EXERCISE PASSAGE ::
== Segment start ==
Image-guided radiotherapy (IGRT) is widely used for treatment of head-and-neck cancer (HNC) patients [1, 2]. Put simply, IGRT is a process with two main components: An automatic component, which involves the acquisition and registration of images, and a manual one, that involves experts to review the images and approve the correction vector [3]. In daily practice, radiation therapists who operate the linear accelerator usually perform this expert work.

In the registration process, the acquired cone-beam CT (CBCT) is rigidly registered to the planning-CT to calculate the couch correction vector. The registration result is also called the “pre-match”. The resulting vector and rotations can be used to correct for patient positioning variations by adjusting the treatment couch prior to treatment. Yet, in the presence of anatomical deformations, an optimal alignment of all deformed structures is not possible [4] and therefore the deduction of the best rigid couch correction is ambiguous [5]. Different strategies to cope with this issue were proposed [6, 7], but so far no standard approach exists to cope with this issue in daily practice. Additionally, commercially available tools result in significantly differing correction vectors for the same input data [8]. Thus, carefully reviewing the pre-match is essential in case of the highly flexible head-and-neck site and correcting it in consideration of the anatomical region that should be aligned best.

Aim of this proof-of-principle study is to present an approach on how to extract the prioritization criteria which experienced radiation therapists apply when correcting the pre-match. These criteria are extracted from the finally accepted alignment. This study additionally proposes a knowledge-based registration approach that automatically generates a pre-match, with the goal of not needing further time-consuming expert correction.
== Segment end ==
LISTED ENTRIES ::
== Segment start ==
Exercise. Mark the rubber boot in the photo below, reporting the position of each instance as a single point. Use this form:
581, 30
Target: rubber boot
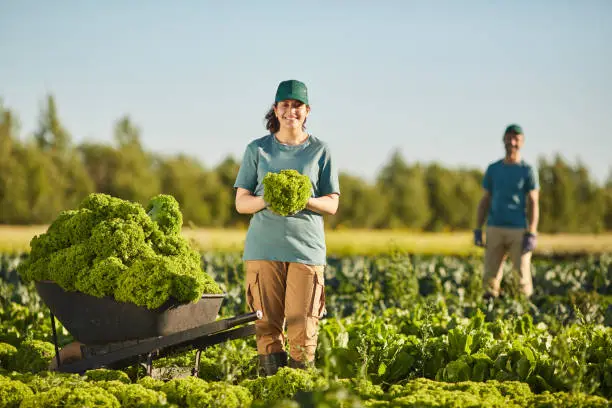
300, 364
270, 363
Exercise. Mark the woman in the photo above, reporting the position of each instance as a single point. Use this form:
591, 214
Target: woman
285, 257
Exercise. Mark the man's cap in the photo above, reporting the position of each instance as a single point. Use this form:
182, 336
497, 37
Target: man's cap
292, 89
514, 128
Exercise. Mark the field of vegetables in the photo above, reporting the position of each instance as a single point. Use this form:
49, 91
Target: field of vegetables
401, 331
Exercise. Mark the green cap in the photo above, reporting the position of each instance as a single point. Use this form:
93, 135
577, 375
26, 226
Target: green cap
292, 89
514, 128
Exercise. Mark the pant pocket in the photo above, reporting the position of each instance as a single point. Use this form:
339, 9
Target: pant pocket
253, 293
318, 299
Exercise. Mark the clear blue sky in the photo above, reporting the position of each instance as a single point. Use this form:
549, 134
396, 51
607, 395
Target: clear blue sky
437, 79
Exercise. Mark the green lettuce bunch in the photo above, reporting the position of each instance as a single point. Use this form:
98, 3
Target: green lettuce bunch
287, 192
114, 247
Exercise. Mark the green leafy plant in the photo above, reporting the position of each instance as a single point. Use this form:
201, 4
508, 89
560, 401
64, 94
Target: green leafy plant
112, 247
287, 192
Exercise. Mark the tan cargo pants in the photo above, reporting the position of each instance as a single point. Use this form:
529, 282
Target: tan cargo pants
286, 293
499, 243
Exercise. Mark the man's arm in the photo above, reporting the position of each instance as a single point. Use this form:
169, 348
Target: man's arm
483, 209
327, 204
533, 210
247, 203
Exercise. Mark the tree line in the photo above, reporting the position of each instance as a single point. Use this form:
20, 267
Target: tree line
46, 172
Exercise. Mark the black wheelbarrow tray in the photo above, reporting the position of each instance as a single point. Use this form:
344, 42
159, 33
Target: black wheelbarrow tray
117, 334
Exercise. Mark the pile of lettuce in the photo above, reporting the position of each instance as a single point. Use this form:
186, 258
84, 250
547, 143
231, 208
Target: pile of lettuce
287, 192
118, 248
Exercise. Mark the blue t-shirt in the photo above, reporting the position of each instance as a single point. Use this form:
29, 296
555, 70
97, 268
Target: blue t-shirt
== Segment end ==
== Segment start ==
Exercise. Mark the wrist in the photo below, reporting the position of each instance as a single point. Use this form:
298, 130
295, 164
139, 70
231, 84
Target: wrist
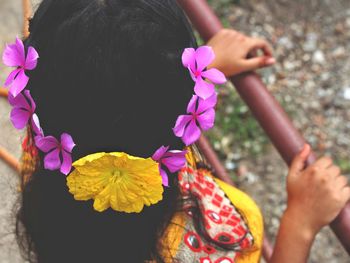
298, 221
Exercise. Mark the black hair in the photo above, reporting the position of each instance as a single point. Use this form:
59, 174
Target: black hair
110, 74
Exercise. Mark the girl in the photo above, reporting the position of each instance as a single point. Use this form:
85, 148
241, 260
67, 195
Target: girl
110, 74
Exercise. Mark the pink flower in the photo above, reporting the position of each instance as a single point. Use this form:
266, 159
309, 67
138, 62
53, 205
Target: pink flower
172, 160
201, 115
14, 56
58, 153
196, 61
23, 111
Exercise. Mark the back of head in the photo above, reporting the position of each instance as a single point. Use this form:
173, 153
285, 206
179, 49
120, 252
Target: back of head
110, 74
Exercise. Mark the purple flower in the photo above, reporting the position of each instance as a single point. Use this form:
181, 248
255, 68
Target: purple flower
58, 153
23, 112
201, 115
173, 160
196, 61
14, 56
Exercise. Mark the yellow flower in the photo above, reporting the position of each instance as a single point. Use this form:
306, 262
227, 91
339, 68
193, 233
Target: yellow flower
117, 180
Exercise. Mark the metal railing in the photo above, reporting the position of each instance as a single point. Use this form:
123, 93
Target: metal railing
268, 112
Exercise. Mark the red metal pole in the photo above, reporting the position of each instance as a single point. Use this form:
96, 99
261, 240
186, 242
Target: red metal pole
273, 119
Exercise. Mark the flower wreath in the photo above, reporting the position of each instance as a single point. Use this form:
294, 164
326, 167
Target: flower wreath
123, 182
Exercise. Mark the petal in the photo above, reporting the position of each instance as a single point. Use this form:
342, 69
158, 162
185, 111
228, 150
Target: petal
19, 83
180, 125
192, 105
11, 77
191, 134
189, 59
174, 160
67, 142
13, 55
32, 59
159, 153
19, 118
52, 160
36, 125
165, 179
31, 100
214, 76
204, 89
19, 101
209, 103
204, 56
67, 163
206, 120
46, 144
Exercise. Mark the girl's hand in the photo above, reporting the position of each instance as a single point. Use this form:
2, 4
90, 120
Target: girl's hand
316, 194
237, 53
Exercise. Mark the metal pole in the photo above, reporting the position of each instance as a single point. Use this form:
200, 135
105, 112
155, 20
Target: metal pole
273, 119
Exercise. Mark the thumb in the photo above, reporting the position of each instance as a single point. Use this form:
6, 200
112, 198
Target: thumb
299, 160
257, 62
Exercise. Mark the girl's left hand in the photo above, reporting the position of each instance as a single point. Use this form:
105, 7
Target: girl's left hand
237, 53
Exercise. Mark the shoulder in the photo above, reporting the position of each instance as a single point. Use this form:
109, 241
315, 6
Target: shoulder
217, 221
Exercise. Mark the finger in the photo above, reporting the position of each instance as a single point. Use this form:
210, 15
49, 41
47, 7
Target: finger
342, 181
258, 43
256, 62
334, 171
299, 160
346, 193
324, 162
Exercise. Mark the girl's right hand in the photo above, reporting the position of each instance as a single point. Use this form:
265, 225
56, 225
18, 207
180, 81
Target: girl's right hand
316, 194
== Segment end ==
== Segment start ==
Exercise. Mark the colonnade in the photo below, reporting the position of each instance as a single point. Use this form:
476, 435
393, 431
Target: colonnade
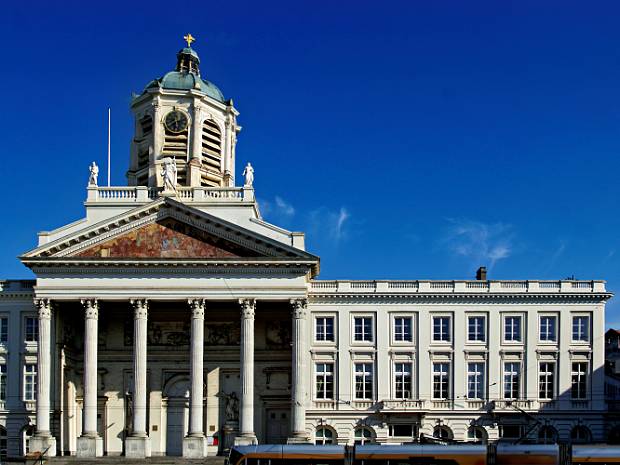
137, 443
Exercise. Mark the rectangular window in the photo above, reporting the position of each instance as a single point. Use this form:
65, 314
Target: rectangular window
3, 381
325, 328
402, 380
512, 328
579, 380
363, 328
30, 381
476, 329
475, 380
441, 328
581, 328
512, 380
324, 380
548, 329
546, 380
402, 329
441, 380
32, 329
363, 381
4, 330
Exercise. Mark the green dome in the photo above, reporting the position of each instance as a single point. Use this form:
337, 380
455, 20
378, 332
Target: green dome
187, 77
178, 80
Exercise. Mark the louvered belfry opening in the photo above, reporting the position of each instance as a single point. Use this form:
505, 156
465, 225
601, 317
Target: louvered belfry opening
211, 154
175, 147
== Segment end ==
WORK TO BE COMPLETED ::
How would you put this sentence from the radiotherapy passage into Spanish: "In daily practice, radiation therapists who operate the linear accelerator usually perform this expert work."?

PROBLEM SOLUTION ::
En la práctica diaria, los técnicos de radioterapia que operan el acelerador lineal suelen realizar este trabajo experto.